* **TASK PROMPT**: Write the lines below as a numbered list, starting with the first line and ending with the line that has "[356, 181, 421, 234]", both included. Leave out any blank lines.

* **SOURCE MATERIAL**:

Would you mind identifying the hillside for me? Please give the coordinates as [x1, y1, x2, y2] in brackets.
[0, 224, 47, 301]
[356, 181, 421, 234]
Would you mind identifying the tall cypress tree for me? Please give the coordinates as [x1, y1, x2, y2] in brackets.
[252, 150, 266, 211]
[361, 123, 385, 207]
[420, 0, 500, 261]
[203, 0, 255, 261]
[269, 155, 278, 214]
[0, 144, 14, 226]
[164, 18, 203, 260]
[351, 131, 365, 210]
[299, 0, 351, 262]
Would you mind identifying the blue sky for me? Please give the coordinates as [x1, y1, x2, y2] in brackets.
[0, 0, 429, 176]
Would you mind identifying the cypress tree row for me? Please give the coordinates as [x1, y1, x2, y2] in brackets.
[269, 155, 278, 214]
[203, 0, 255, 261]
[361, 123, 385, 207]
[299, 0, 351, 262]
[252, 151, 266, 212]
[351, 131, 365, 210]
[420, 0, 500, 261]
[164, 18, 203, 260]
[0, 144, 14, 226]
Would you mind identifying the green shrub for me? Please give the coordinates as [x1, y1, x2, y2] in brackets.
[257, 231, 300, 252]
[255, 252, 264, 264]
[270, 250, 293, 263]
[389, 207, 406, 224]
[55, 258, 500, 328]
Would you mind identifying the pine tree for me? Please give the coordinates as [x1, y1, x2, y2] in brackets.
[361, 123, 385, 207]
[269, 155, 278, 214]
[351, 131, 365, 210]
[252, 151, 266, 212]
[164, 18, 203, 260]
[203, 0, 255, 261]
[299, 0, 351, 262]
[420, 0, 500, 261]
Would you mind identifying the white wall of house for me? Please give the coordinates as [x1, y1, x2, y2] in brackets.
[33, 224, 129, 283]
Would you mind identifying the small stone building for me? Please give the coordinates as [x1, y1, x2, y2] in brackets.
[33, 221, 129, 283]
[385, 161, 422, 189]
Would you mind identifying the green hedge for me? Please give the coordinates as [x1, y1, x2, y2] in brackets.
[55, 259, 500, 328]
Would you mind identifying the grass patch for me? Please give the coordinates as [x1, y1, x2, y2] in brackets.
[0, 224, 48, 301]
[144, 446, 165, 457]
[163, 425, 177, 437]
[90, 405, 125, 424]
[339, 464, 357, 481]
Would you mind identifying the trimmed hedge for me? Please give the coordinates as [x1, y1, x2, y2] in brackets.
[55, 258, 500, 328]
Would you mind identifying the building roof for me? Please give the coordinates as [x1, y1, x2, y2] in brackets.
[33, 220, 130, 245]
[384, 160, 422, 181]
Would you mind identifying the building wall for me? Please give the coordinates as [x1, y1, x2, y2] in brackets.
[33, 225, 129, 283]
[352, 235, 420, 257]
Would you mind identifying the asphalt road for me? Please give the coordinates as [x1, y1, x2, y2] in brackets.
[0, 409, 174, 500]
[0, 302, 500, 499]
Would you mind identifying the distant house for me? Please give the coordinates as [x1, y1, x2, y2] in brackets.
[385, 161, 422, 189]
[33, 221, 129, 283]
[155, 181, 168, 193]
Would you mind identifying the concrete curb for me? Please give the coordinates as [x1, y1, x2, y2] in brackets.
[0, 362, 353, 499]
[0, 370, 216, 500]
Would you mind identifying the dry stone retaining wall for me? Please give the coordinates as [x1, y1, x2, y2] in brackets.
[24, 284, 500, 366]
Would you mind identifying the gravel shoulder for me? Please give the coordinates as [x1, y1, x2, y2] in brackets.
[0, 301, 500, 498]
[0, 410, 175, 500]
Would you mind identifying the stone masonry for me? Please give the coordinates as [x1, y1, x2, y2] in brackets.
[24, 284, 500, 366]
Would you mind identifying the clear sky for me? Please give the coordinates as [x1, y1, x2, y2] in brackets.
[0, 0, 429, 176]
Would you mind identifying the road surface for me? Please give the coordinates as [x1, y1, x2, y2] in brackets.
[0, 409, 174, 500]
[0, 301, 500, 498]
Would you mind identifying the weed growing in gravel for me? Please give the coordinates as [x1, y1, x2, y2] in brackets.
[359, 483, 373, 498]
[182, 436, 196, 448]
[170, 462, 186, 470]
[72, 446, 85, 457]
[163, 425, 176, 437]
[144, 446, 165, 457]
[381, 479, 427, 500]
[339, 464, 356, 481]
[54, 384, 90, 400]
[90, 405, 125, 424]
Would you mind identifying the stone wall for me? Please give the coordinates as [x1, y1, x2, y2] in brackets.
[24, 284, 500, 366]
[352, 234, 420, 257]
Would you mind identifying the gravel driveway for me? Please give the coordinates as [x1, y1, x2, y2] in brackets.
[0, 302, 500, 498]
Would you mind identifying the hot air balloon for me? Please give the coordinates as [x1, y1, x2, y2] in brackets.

* **THE RESULT**:
1. Would you mind identifying the hillside for me? Please give the coordinates as [x1, y1, x2, y2] in brackets.
2. [0, 224, 47, 301]
3. [356, 181, 421, 234]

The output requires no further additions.